> [Brief]
The records are to be copied word for word, and the pictures dropped.

> [The input]

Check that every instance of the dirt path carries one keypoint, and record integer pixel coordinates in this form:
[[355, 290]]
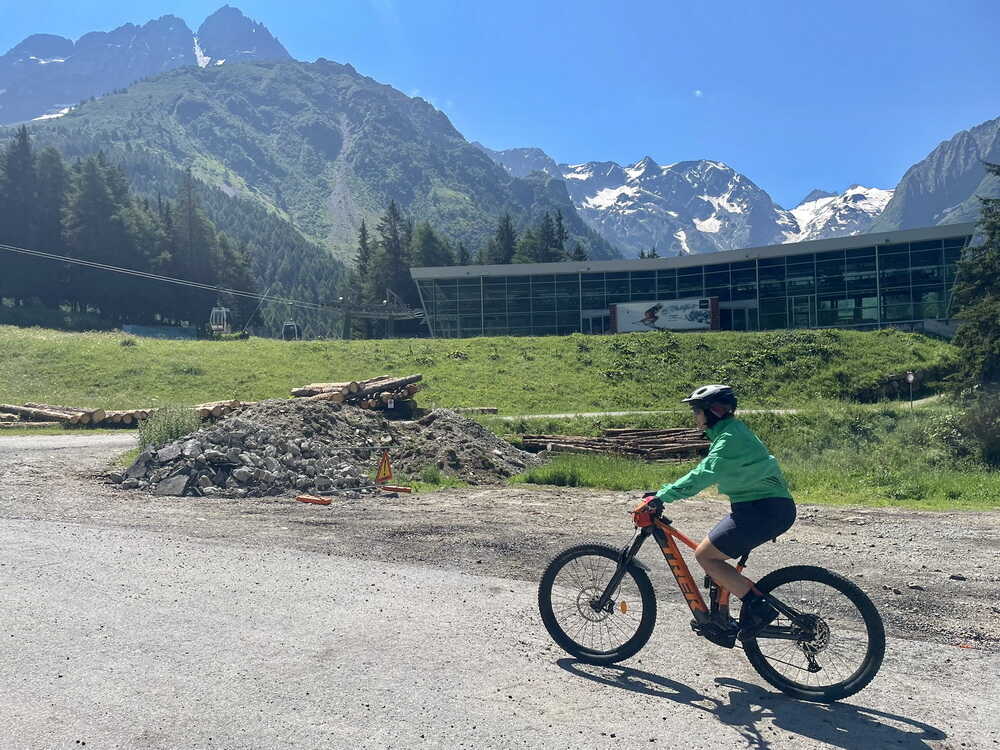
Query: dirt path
[[934, 576]]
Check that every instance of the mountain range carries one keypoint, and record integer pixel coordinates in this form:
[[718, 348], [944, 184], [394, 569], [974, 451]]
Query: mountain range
[[323, 147], [694, 206], [45, 75], [317, 143]]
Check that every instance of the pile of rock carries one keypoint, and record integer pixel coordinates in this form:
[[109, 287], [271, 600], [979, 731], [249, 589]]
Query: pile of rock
[[278, 447]]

> [Problem solution]
Check that every instance of the dirt path carries one keypoint, and record integer pixel coordinates in this form:
[[355, 290]]
Query: dirt path
[[934, 576]]
Check that every instance of the mountain range carries one keypoint, and record integer pixel coordinates in this form:
[[718, 348], [944, 184], [394, 569], [974, 451]]
Query: mountain range
[[323, 147], [694, 206], [45, 75], [317, 143]]
Check that every instance of the pile of rock carries one keypoint, and record integer pixel coordinates in this form:
[[109, 287], [271, 600], [979, 731], [249, 589]]
Query: pile of rock
[[278, 447]]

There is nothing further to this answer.